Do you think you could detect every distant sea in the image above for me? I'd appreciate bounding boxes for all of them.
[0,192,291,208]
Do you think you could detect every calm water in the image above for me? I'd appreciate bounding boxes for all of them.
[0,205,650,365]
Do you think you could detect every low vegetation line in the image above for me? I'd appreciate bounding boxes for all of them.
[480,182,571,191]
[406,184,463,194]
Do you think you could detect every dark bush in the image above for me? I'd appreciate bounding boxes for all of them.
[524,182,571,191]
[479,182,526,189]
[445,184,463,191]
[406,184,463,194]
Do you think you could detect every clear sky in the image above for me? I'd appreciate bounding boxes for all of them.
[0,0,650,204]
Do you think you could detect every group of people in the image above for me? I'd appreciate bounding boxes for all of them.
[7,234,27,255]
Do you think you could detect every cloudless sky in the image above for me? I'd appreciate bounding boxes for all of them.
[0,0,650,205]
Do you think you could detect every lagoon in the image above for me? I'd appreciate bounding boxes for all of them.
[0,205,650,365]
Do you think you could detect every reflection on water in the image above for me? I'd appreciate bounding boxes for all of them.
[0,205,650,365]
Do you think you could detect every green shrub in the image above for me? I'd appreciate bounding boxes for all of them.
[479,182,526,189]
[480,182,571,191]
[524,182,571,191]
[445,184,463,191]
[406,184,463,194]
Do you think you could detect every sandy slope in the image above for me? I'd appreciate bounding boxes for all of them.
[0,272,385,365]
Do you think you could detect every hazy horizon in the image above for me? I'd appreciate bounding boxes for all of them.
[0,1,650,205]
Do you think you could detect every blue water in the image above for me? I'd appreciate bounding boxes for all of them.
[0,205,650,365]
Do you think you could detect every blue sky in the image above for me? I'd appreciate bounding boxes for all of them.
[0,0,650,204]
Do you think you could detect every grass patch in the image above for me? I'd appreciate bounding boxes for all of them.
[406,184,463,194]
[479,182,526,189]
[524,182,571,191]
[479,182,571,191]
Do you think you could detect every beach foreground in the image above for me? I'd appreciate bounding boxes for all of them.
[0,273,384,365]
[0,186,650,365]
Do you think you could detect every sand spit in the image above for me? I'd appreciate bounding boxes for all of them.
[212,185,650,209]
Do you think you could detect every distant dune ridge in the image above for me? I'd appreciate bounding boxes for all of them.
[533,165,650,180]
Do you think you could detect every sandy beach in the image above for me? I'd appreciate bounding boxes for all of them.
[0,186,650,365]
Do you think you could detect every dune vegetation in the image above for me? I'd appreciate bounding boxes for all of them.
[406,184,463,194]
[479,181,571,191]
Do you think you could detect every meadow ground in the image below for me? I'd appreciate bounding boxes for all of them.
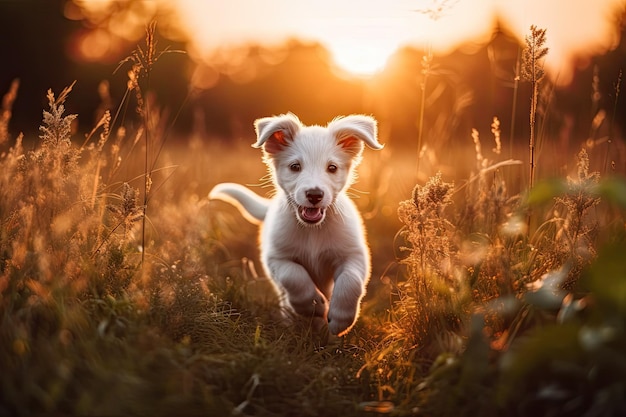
[0,65,626,416]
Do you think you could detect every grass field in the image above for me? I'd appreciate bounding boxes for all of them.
[0,29,626,416]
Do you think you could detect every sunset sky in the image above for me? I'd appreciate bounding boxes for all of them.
[75,0,624,83]
[169,0,622,79]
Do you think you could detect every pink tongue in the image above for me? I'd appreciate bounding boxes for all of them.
[301,207,323,222]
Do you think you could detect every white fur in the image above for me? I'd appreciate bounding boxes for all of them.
[209,113,382,335]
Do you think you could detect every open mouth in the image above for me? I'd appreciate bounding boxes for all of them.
[298,207,324,224]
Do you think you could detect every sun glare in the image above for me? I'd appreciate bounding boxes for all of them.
[328,42,395,77]
[72,0,623,82]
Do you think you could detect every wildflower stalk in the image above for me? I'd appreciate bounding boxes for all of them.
[522,25,548,188]
[417,44,433,176]
[604,69,622,174]
[509,48,521,158]
[118,21,181,265]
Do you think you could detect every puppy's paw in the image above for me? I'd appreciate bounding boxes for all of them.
[287,290,328,318]
[328,306,357,336]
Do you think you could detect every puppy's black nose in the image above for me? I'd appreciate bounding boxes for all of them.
[306,188,324,204]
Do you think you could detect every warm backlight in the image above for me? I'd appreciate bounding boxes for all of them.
[72,0,623,82]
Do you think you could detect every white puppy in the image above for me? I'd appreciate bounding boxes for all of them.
[209,113,383,336]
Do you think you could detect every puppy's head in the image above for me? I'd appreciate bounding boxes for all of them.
[253,113,383,225]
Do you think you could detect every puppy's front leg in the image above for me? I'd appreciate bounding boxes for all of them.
[328,262,369,336]
[267,259,328,319]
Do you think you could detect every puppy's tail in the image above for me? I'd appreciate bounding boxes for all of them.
[209,182,270,224]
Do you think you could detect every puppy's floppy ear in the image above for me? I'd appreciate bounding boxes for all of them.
[328,114,383,155]
[252,113,302,155]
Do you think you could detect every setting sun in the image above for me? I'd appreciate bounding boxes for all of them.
[329,38,395,77]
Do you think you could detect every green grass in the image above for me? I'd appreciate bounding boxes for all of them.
[0,25,626,416]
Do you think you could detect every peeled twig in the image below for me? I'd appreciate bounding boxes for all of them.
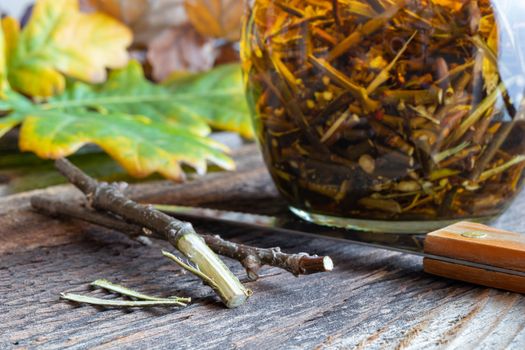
[31,196,333,280]
[91,279,191,303]
[60,293,186,307]
[55,159,250,308]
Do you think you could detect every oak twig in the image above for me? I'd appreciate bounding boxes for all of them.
[49,159,251,308]
[31,196,333,280]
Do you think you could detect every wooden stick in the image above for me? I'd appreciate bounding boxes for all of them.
[31,196,333,281]
[55,158,251,308]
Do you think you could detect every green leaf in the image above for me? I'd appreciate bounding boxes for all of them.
[6,0,132,97]
[164,64,254,139]
[0,61,251,180]
[43,61,210,136]
[20,110,234,180]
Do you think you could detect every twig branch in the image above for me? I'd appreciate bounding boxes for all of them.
[204,235,334,280]
[51,159,250,308]
[31,196,333,280]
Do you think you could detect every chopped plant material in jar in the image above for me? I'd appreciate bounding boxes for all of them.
[242,0,525,221]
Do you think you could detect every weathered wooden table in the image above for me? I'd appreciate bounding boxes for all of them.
[0,144,525,349]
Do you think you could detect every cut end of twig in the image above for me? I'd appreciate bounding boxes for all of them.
[299,256,334,275]
[323,256,334,272]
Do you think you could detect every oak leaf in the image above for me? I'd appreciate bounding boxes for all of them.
[0,61,253,180]
[2,0,132,97]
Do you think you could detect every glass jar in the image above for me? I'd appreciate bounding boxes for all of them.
[241,0,525,232]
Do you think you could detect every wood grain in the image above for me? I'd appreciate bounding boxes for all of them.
[423,258,525,294]
[0,144,525,350]
[425,222,525,272]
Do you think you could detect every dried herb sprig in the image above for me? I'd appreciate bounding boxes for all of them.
[51,159,251,308]
[242,0,525,221]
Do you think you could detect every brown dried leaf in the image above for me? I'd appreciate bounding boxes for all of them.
[83,0,188,47]
[147,25,218,81]
[83,0,149,26]
[184,0,243,41]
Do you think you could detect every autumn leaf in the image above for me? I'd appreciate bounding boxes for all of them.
[0,61,252,179]
[2,0,132,97]
[184,0,244,41]
[0,18,7,98]
[147,25,218,81]
[20,110,234,180]
[82,0,188,48]
[48,61,212,136]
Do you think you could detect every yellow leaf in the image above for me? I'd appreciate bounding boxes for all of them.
[2,16,20,65]
[8,0,132,97]
[0,21,7,99]
[184,0,244,41]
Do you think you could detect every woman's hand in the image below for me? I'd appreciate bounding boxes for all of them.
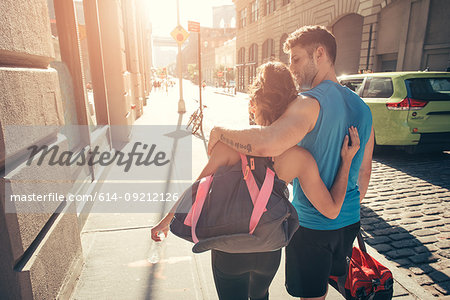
[341,126,359,163]
[151,213,173,242]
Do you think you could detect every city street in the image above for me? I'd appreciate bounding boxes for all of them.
[68,81,450,300]
[175,80,450,296]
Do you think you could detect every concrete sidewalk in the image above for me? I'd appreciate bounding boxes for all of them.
[72,89,432,300]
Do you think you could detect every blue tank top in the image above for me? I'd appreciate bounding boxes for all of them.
[292,80,372,230]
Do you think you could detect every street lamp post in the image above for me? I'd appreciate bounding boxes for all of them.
[177,0,186,114]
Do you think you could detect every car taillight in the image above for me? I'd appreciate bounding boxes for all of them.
[386,98,428,110]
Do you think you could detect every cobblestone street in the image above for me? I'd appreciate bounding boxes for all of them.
[361,149,450,296]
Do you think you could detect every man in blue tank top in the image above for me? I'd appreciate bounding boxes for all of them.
[208,26,374,299]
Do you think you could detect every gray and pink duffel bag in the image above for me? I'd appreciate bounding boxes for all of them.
[170,154,299,253]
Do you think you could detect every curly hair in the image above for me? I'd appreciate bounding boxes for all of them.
[250,61,298,126]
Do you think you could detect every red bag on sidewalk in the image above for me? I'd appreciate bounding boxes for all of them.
[329,233,394,300]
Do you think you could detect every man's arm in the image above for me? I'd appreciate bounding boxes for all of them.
[208,98,320,156]
[358,127,374,202]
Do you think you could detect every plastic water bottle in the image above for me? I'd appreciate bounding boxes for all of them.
[147,232,165,264]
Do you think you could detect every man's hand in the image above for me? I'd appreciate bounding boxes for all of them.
[208,127,219,156]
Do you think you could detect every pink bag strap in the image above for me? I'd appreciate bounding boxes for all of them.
[240,153,259,205]
[184,175,213,243]
[249,168,275,234]
[240,153,275,234]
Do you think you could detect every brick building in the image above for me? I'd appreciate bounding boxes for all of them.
[234,0,450,91]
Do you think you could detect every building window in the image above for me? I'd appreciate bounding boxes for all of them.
[248,44,258,84]
[239,8,247,28]
[251,0,259,23]
[262,39,275,63]
[280,33,289,65]
[236,47,245,91]
[266,0,275,15]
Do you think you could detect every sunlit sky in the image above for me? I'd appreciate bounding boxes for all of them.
[149,0,233,36]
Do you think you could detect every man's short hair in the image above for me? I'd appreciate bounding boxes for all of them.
[283,25,336,64]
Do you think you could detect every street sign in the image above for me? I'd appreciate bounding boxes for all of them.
[188,21,200,32]
[170,25,189,45]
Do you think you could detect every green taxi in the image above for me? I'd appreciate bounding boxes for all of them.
[339,72,450,150]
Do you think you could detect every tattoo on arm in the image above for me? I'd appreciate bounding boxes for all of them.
[220,134,252,153]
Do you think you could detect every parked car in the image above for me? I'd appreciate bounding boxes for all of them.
[339,72,450,151]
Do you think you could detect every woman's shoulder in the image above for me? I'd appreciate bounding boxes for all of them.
[275,146,312,163]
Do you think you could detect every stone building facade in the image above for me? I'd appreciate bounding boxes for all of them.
[234,0,450,91]
[0,0,151,299]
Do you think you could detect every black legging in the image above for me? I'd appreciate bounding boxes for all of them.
[211,249,281,300]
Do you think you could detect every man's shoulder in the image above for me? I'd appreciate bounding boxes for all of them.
[287,94,320,113]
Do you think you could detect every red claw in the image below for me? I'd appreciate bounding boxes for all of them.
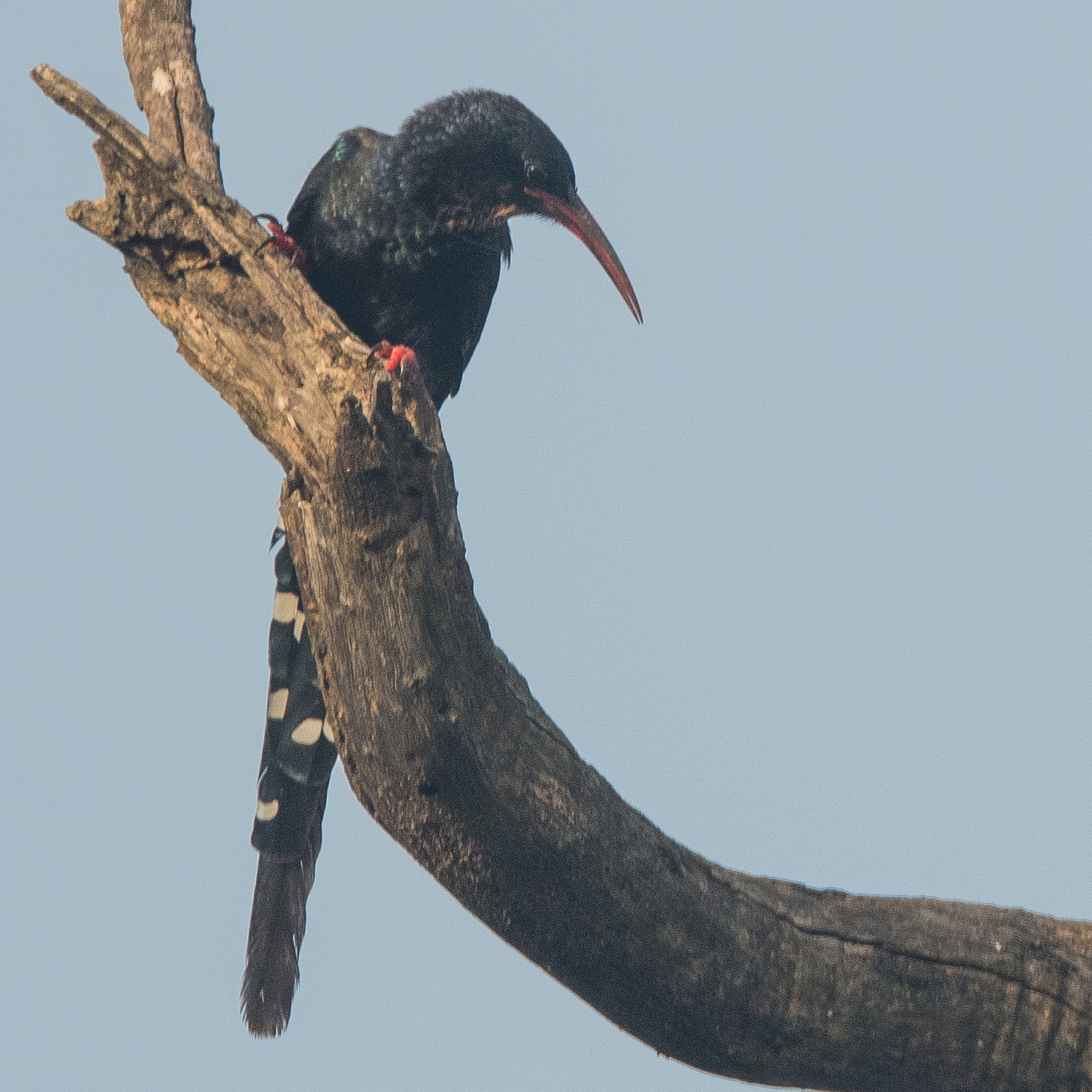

- Task -
Change "setting sun" to "rising sun" in everything from the line containing "Do you think you could detect every puppy's floppy" down to the line containing "[0,25,626,416]", leaving the rest of those lines as they are. Give only those lines.

- Answer to the problem -
Do you think you could detect every puppy's floppy ear in the image above for me? I'd appreciate bounding boxes for all of them.
[328,114,383,155]
[252,113,302,155]
Do you think you could detect every rising sun in the image above for me? I'd appreciate bounding boxes for all of them.
[329,38,395,77]
Do you think you could detect every green grass in the image above for me? I'd appreciate bounding boxes for all of them.
[0,25,626,416]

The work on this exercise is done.